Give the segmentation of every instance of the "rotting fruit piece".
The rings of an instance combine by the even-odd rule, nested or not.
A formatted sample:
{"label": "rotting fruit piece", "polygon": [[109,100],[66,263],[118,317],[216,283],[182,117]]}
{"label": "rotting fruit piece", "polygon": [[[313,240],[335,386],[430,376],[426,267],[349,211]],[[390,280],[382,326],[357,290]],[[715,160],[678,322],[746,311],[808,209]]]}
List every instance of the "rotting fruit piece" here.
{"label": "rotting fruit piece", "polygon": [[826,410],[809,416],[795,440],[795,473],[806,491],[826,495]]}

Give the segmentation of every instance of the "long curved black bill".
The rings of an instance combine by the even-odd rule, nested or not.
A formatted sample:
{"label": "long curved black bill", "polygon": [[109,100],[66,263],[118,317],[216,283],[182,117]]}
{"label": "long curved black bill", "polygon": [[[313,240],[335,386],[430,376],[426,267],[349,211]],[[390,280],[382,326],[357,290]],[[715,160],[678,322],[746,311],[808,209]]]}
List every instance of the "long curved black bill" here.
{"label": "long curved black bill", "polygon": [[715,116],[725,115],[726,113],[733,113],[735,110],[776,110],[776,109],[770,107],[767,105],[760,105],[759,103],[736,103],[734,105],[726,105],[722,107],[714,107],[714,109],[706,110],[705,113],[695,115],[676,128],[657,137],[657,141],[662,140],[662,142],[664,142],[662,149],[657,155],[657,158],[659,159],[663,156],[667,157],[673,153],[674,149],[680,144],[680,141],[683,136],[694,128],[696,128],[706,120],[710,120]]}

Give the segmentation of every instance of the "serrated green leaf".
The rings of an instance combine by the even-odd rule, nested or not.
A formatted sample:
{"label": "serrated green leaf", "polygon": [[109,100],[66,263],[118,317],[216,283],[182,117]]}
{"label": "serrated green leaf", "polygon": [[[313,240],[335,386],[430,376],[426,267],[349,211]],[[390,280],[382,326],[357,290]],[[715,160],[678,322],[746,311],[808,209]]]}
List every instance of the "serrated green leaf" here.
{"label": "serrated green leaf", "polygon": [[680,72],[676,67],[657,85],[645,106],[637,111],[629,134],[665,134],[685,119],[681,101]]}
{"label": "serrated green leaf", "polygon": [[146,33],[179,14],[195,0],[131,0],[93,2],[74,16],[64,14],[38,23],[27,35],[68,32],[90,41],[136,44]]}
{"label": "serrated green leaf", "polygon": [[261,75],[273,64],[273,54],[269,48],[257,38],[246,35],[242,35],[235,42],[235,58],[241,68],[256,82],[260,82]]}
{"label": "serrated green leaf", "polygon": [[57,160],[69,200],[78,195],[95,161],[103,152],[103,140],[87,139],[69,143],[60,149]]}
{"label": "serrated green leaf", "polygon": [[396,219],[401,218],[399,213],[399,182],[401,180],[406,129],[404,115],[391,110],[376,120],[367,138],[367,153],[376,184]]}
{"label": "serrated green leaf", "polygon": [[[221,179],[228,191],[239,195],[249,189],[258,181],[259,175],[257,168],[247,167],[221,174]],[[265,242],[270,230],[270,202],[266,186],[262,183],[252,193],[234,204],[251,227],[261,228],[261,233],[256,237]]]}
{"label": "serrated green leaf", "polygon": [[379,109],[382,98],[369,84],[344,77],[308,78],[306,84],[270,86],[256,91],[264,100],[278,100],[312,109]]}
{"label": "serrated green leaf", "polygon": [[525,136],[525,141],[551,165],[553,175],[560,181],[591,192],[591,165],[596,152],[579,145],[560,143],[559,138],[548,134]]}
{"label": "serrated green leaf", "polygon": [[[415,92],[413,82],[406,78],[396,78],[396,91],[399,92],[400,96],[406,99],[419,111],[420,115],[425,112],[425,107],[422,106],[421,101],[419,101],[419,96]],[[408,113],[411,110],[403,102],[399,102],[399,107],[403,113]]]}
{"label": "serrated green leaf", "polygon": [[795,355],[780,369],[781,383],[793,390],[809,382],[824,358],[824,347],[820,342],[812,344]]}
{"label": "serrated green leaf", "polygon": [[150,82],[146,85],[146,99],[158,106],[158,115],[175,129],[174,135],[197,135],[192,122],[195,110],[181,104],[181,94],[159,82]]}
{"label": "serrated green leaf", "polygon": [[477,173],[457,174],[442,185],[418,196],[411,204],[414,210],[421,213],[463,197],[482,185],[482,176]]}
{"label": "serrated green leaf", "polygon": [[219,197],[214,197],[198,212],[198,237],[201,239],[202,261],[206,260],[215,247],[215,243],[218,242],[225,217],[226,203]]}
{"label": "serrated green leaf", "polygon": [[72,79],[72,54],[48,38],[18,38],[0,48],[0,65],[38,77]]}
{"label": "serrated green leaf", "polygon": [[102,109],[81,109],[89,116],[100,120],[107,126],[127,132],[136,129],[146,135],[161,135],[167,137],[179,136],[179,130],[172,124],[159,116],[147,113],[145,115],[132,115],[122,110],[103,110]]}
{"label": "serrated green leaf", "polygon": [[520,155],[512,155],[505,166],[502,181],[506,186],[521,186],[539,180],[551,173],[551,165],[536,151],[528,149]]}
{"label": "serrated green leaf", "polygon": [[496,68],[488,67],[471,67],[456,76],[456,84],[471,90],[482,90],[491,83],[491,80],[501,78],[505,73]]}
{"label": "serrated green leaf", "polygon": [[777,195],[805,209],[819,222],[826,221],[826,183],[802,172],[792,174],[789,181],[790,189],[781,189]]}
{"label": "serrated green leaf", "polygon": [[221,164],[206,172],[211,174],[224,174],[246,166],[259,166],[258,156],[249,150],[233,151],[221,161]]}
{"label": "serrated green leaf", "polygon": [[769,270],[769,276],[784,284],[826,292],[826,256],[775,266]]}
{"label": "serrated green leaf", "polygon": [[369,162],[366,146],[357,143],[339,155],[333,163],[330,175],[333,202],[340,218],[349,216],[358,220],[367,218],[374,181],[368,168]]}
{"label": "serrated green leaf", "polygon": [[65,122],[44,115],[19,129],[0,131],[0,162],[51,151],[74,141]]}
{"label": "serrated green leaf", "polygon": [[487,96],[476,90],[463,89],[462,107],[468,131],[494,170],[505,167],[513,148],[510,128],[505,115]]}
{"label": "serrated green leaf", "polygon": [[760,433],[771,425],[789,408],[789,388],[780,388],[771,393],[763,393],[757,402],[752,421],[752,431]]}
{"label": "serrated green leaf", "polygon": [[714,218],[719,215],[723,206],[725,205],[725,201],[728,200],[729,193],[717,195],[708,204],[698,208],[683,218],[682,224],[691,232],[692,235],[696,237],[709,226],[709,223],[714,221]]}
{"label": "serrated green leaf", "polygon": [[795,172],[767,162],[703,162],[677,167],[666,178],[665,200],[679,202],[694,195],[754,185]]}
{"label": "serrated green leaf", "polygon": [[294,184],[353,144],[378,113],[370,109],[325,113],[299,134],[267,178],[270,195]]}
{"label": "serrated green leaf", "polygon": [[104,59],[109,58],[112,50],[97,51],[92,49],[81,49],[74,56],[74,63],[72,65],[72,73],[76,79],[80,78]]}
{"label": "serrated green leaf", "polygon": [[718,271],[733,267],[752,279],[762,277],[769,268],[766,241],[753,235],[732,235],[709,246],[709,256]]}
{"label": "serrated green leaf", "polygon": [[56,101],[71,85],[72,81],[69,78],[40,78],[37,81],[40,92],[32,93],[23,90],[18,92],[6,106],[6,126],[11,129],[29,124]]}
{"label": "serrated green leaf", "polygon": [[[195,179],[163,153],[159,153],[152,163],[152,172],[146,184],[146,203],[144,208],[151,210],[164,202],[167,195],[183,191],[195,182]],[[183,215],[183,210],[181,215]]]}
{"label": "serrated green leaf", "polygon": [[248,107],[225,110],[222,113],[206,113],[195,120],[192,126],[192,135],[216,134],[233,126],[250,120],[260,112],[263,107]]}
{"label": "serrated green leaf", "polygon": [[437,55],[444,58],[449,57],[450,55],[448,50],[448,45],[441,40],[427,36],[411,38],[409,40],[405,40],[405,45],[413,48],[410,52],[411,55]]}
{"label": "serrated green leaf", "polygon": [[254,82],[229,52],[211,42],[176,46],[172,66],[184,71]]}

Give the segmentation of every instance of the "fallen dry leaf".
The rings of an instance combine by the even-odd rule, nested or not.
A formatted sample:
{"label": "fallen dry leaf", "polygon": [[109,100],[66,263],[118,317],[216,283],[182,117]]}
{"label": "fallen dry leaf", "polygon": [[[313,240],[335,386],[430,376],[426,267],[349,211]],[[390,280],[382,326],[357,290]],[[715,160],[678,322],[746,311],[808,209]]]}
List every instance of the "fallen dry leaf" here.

- - -

### PROBLEM
Pick out every line in the items above that contains the string "List", and copy each of those lines in full. Case counts.

### REPLY
List every instance of the "rotting fruit piece" here.
List every instance of the "long curved black bill" here.
List every instance of the "serrated green leaf" here.
List every instance of the "fallen dry leaf" here.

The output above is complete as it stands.